Goal of the exercise: When you reach the line with "Practice step: put a point on each instance of the notebook" in the data below, begin printing lines exactly, and stop once the line with "Practice step: put a point on each instance of the coral" has been printed.

[Dataset entries]

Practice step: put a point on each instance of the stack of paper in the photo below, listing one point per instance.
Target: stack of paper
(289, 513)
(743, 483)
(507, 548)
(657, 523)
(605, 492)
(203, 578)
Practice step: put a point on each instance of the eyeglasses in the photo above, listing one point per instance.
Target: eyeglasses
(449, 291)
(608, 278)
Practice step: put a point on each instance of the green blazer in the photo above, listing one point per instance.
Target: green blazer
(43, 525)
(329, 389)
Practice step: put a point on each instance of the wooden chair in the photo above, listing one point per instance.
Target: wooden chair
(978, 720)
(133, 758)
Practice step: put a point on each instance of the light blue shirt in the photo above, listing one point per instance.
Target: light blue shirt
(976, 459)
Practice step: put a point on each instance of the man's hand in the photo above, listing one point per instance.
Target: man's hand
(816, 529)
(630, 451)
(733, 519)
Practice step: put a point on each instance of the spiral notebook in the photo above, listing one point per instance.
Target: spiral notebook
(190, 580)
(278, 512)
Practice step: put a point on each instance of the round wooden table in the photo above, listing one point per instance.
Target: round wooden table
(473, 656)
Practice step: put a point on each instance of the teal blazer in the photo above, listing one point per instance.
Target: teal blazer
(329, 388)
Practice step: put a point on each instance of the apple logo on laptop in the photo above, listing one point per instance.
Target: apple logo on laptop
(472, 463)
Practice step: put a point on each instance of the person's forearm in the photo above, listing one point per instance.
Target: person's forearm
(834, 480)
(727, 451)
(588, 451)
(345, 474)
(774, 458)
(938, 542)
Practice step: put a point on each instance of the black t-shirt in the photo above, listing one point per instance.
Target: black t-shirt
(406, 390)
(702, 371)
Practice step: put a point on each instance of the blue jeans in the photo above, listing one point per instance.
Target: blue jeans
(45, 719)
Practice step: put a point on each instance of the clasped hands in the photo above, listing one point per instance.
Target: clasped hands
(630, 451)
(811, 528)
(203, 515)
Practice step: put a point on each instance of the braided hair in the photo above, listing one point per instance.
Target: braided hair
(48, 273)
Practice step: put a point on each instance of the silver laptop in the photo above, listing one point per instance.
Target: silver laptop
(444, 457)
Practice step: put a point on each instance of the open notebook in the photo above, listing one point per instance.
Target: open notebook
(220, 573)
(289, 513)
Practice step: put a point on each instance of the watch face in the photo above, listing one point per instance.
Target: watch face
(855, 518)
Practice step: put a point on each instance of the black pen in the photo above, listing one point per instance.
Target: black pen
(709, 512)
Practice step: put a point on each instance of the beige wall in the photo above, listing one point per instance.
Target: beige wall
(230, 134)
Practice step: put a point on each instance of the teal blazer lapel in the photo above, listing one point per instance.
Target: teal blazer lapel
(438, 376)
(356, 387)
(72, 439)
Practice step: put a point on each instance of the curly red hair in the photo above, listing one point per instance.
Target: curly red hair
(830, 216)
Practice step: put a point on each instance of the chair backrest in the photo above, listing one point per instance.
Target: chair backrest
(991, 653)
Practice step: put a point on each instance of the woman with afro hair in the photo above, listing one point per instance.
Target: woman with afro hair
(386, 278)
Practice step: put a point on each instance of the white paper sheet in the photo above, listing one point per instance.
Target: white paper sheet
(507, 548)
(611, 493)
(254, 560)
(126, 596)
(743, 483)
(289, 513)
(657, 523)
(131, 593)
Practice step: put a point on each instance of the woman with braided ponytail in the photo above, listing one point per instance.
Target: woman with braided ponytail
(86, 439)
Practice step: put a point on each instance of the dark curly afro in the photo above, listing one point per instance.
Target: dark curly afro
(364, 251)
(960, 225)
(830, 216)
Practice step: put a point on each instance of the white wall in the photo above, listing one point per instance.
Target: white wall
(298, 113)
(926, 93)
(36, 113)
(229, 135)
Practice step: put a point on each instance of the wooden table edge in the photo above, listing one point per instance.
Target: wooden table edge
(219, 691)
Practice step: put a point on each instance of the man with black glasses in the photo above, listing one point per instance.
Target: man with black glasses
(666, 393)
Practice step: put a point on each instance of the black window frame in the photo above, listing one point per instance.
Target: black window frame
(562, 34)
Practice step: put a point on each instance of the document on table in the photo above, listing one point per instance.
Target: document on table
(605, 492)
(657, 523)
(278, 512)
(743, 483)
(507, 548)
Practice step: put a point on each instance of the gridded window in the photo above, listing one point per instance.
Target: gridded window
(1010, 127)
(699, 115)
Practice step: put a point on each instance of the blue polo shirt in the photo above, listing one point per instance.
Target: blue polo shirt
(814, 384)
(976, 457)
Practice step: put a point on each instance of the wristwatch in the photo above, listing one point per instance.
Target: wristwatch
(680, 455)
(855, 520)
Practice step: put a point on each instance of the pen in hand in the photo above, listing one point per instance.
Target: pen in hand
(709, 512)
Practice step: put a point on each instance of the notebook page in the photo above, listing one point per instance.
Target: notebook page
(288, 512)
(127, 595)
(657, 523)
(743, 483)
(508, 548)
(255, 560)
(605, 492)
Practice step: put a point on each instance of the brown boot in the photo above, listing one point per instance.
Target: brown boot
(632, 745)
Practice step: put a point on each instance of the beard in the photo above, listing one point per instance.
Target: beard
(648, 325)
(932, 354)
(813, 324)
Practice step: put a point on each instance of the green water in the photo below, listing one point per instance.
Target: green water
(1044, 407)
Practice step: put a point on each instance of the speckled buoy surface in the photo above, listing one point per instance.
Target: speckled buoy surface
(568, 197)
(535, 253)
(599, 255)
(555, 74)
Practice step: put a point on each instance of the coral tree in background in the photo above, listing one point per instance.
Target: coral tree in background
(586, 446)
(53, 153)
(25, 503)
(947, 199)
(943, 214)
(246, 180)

--

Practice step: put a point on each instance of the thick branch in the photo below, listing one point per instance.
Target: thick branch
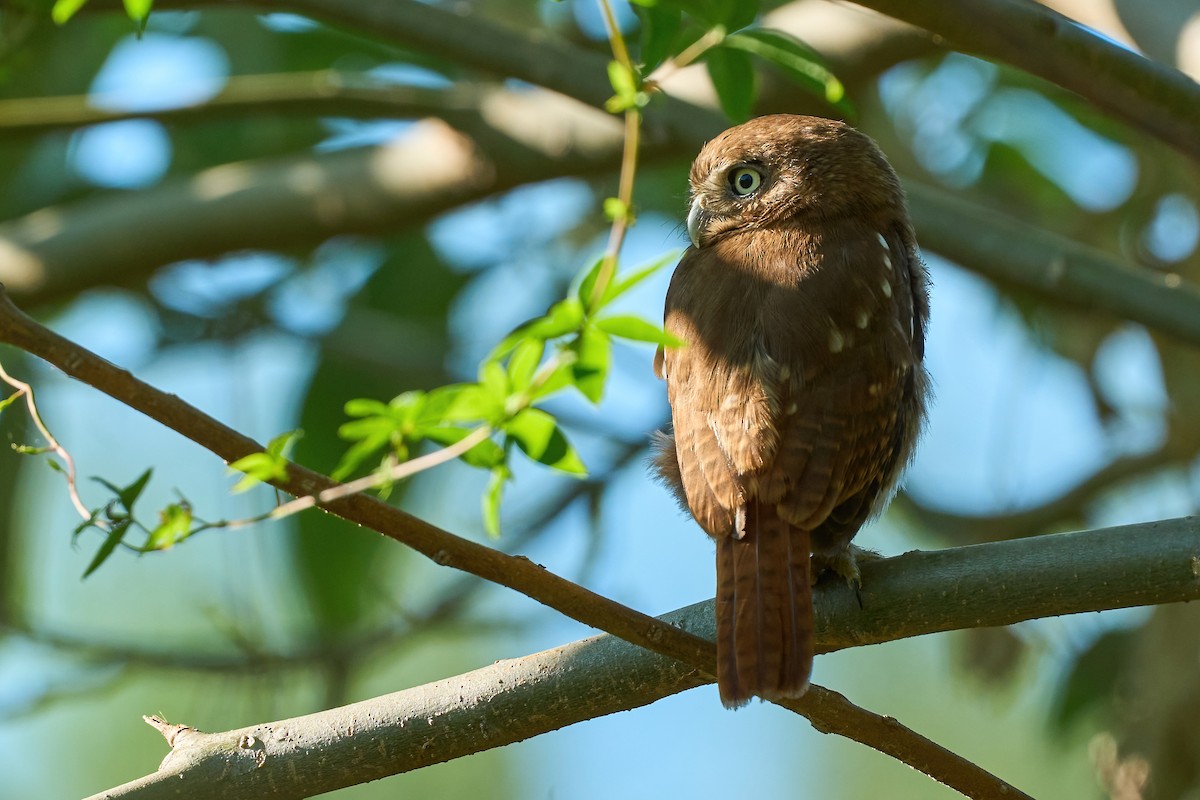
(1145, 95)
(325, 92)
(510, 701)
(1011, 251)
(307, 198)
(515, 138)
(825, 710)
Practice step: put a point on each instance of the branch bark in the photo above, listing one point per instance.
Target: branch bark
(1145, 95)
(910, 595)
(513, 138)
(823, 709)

Output of the task:
Practice step: put a point on each instance of the notebook page in the photo above, listing one point per instance.
Target: notebook page
(288, 512)
(127, 595)
(657, 523)
(743, 483)
(508, 548)
(255, 560)
(605, 492)
Practice step: put a point on each instance of the brown boot in the photo above, listing one point per instance.
Target: brown boot
(632, 745)
Practice step: put a point on each instance of the beard in the photo above, listing one point per instance.
Target: beard
(648, 325)
(932, 354)
(813, 324)
Practice step: put a point on each instance of the green water in the photo below, listing one point per instance.
Target: green water
(1044, 407)
Practice step: put a point on each instance of the speckled buoy surface in the photo above, listing one point per instance.
Target: speckled buoy surface
(568, 197)
(535, 253)
(599, 255)
(555, 74)
Practice step: put a point on each instance of the coral tree in background in the photo above, listing one point per instance.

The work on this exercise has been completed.